Problem:
Render the lines below as a numbered list, leaving out any blank lines.

Records for this exercise:
----

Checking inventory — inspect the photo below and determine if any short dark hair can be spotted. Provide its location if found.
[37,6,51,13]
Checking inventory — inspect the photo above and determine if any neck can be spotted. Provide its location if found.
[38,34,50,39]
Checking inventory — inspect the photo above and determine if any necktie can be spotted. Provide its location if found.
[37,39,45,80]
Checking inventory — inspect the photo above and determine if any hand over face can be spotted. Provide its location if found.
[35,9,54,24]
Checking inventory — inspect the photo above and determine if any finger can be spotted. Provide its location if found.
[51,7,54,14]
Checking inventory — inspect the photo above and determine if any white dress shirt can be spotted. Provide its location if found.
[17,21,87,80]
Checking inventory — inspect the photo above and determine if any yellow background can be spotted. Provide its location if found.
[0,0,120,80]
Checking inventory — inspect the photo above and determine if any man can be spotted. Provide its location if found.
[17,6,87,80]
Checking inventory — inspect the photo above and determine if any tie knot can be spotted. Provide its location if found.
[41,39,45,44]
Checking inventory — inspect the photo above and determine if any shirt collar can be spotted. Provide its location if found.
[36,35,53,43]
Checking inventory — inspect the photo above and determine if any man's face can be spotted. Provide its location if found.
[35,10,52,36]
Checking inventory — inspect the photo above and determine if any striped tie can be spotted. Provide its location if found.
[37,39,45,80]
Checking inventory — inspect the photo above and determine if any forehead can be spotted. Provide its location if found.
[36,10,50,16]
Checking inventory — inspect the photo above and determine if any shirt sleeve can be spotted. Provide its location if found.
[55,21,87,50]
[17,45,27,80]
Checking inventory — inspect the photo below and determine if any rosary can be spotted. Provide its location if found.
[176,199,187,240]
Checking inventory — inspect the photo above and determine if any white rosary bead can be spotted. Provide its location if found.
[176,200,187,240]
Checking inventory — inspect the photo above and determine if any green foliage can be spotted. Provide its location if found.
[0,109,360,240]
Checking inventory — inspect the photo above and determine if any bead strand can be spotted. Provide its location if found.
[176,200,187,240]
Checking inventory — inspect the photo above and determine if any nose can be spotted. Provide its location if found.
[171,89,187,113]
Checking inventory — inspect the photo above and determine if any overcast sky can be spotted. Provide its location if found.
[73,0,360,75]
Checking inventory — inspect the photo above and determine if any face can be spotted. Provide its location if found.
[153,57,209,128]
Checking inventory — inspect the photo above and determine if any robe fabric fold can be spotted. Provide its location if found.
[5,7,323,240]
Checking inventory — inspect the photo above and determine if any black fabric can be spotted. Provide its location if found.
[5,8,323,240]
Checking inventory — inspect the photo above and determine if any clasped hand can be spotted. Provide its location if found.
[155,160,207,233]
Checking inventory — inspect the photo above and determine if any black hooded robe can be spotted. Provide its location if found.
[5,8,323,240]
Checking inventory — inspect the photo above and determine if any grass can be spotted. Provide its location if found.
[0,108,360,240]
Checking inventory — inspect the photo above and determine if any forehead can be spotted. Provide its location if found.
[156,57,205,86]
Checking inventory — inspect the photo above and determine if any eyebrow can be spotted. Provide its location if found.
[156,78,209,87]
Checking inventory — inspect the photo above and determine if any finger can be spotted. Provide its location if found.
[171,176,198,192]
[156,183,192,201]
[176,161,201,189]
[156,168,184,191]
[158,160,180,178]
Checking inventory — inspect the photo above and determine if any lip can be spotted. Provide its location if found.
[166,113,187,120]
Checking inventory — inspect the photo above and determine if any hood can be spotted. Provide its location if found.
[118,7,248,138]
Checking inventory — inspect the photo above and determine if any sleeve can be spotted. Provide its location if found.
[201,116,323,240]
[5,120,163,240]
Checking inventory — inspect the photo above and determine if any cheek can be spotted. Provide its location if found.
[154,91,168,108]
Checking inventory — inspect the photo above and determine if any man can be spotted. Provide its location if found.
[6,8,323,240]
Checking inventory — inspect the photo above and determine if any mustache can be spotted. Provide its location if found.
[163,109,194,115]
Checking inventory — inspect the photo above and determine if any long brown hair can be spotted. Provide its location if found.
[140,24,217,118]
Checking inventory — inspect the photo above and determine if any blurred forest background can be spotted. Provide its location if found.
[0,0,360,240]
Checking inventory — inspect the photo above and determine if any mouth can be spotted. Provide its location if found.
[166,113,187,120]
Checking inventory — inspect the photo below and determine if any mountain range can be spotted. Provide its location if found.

----

Problem solution:
1. Checking inventory — inspect the photo below and determine if any short dark hair can be spotted. Provide its location if found.
2. [37,6,51,13]
3. Checking inventory — inspect the photo above and determine if any neck can be spotted. Provide its location if found.
4. [38,34,50,39]
5. Checking inventory — inspect the photo above and determine if any necktie can be spotted. Provide its location if found.
6. [37,39,45,80]
7. Checking inventory — inspect the photo above and determine if any hand over face can be spotted. Provide its location if found.
8. [35,9,54,24]
9. Checking inventory — inspect the photo above and determine if any finger can be spotted. Provide its location if found.
10. [51,7,54,14]
11. Checking inventory — inspect the photo above and determine if any white dress shirt can be spotted. Provide its location if found.
12. [17,21,87,80]
13. Checking inventory — inspect the photo above and determine if any yellow background can be spotted. Provide its location if found.
14. [0,0,120,80]
15. Checking inventory — inspect the photo above and determine if any man can be spotted. Provide its location if found.
16. [17,6,87,80]
17. Checking inventory — inspect the photo above and determine if any tie knot can be spotted. Provide its location if found.
18. [41,39,45,44]
19. Checking inventory — inspect the photo above and determine if any shirt collar can be spotted. Provide its location if found.
20. [36,35,53,43]
21. Checking inventory — inspect the photo above and determine if any man's face can be spotted. Provide its location if found.
22. [35,10,52,36]
23. Checking inventory — inspect the photo above and determine if any striped tie can be spotted. Provide its location if found.
24. [37,39,45,80]
25. Checking inventory — inspect the photo above and determine if any forehead can be spotted. Provide its location if found.
26. [36,10,50,16]
27. Checking inventory — inspect the photo above and determine if any shirt sleeve can be spotted. Provide its location if found.
28. [55,21,87,50]
29. [17,45,27,80]
30. Checking inventory — inspect the photo below and determine if any rosary can be spotted. Provide its location if found.
31. [176,199,187,240]
32. Checking inventory — inspect the photo above and determine if any white rosary bead can be spotted. Provide its location if found.
33. [176,200,187,240]
34. Checking inventory — inspect the photo above and determine if any green foliage can be spotted. Provide its location if found.
35. [0,109,360,240]
36. Checking inventory — inspect the photo above and determine if any bead strand can be spotted. Provide its location if found.
37. [176,200,187,240]
38. Checking inventory — inspect the photo above and determine if any nose can be spotted. Provide its location if found.
39. [171,89,187,113]
40. Checking inventory — inspect the photo above and determine if any overcast sky can be spotted. Provide its location if found.
41. [73,0,360,75]
42. Checking inventory — inspect the photo above and determine if any face can be spotted. Provide its location if found.
43. [153,57,209,128]
44. Checking inventory — inspect the photo above and determine if any robe fabric fold can be spotted. Provide its location if found.
45. [5,7,323,240]
46. Checking inventory — inspect the photo above and determine if any black fabric can be spotted. Provide its location if found.
47. [5,8,323,240]
48. Checking inventory — inspect the photo above and determine if any clasped hand can be spotted. Provide its location if found.
49. [155,160,207,233]
50. Checking inventory — inspect the photo above and determine if any black hooded robe can be spotted. Provide its location if found.
51. [5,8,323,240]
52. Checking inventory — inspect the photo above and determine if any grass can be spotted. Provide its location if found.
53. [0,108,360,240]
54. Checking inventory — inspect the photo above and determine if any forehead can be spotted. Provide its location if found.
55. [156,57,205,86]
56. Checking inventory — inspect the photo above and determine if any eyebrow can be spotted. Provide its location if found.
57. [156,78,209,87]
58. Checking inventory — inspect the photo above and determine if any finger can be spotted. Provide its location if found.
59. [171,176,198,192]
60. [156,183,192,201]
61. [176,161,201,189]
62. [156,168,184,191]
63. [158,160,180,178]
64. Checking inventory — inspect the photo above and determine if any lip can be spotted. Provide its location if found.
65. [166,113,187,120]
66. Checking inventory — inspect the photo above and determine if any hood can be spotted. Provide its location if found.
67. [118,7,248,138]
68. Checking inventory — inspect the photo above and determine if any sleeve can be spotted. Provide its location if found.
69. [201,116,323,240]
70. [5,120,163,240]
71. Checking inventory — inspect the photo above and determine if any cheek can be spotted. Provide its location if found.
72. [154,91,168,108]
73. Checking inventory — inspect the photo above and determine if any man can be spotted. Provide its location if found.
74. [6,8,323,240]
75. Checking inventory — inspect the photo above and determine if any mustache can be spotted. Provide its location if found.
76. [163,109,194,115]
77. Checking inventory — inspect the photo above and determine if any long brown hair can be spotted. Provide its location if found.
78. [140,24,217,118]
79. Checking inventory — inspect the photo above and determine if any blurred forest background can be spotted. Provide its location if found.
80. [0,0,360,240]
81. Checking inventory — inspect the photo above and determine if any mouth can be spotted. Provide its location if found.
82. [166,113,187,120]
83. Checking inventory — inspect the photo below and determine if any mountain range can be spotted. Provide its location if found.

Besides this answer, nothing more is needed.